◆ **AIM OF THE EXERCISE**
Return each line exactly, from the one that has "Here is the" through the end of the entries, both ends included. Pictures do not belong.
-- AVAILABLE DATA follows --
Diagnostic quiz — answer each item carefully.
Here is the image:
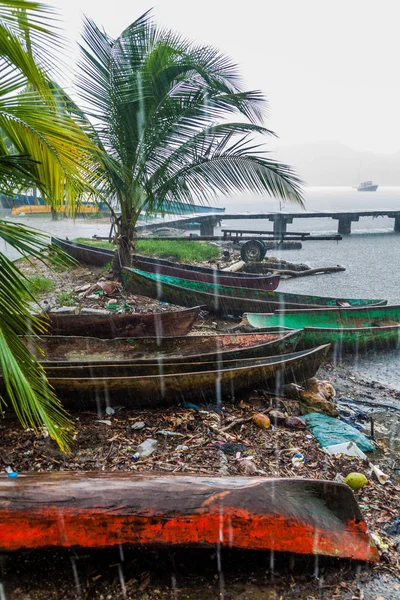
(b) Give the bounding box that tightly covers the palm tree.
[0,0,99,450]
[78,11,304,274]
-- AVAILABLE DATA concluded --
◆ **ANSWER SECTION**
Here is the image:
(b) Give the bounding box that tightly covers the palm tree.
[0,0,99,450]
[78,11,304,274]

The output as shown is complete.